= Aufgabe a =
Prüfe, ob die folgenden Aussagen (i), (ii) und (iii) mit dem Textauszug zur Struktur der kirchlichen Ämter übereinstimmen, und belege jede Antwort (Ja oder Nein) mit den entscheidenden Worten des Textauszugs als wörtlichem Zitat.
(i) Die Kirche bringt das Amt hervor.
(ii) Kirche und Amt sind ineinander verschränkt.
(iii) Smend zufolge enthält der moderne CJC ein personales Ämterrecht.

= Textauszug =
==================================================

II. Die soziologische Struktur der kirchlichen Ämter

Wir verdanken Rudolf Smend den wichtigen Hinweis, daß sowohl Staat wie Kirche sich wesentlich in ihren Ämtern darstellen. Es ist nicht so, daß beide an sich vorhanden sind und dann die Ämter als Funktionen aus sich herausstellen. Das ist eine idealistische Vorstellung, welche dem Subjekt-Objekt-Schema ver­haftet und der Wirklichkeit durchaus unangemessen ist. Im Verhältnis zu die­sem Sachverhalt ist der weitverbreitete Funktionalismus der protestantischen Amtslehre völlig unkritisch. Er ist sich selbst gar nicht bewußt, welche philoso­phischen Voraussetzungen er hier ohne weiteres übernimmt. Es bringt weder die Kirche das Amt noch das Amt die Kirche hervor. Diese Dinge aber hätte man schon vor 30 Jahren aus Smends staatsrechtlichen Arbeiten lernen können, wenn man ihnen Beachtung geschenkt hätte. Kirche und Amt sind ineinander verschränkt und miteinander gegeben. Smend hat in diesem Zusammenhang auch bemerkt, daß selbst der moderne CJC ein in diesem Sinne noch sehr beachtliches personales Ämterrecht enthalte. Er ist trotz aller Systematik kein einheitliches Gefüge, sondern enthält Bestimmungen sehr verschiedener Struktur. Eine Bezeichnung des lutherischen Amtsbegriffs etwa als personal-funktional ist voll­kommen nichtssagend, weil sie weder zum Problem der personalen, noch zu dem der funktionalen Struktur etwas Konkretes aussagt.

==================================================

= Aufgabe b =
Gib an, in wie vielen Zeilen der Datensätze die Zeichenfolge „water“ vorkommt, wobei Groß- und Kleinschreibung zählt; nenne nur die Zahl.

Extrahierte Datensätze
==================================================

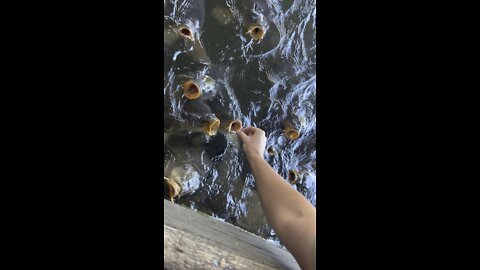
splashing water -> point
(264, 83)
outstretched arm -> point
(289, 212)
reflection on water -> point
(249, 60)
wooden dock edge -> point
(193, 240)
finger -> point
(249, 130)
(242, 135)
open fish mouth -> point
(211, 126)
(234, 125)
(191, 90)
(174, 188)
(256, 31)
(271, 151)
(292, 133)
(186, 32)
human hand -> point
(254, 141)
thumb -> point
(242, 135)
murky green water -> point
(268, 84)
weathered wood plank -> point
(193, 240)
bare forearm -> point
(279, 199)
(290, 214)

==================================================

= Erwartete Ausgabe a =
(i) Nein: „Es bringt weder die Kirche das Amt noch das Amt die Kirche hervor.“
(ii) Ja: „Kirche und Amt sind ineinander verschränkt und miteinander gegeben.“
(iii) Ja: „daß selbst der moderne CJC ein in diesem Sinne noch sehr beachtliches personales Ämterrecht enthalte“

= Erwartete Ausgabe b =
3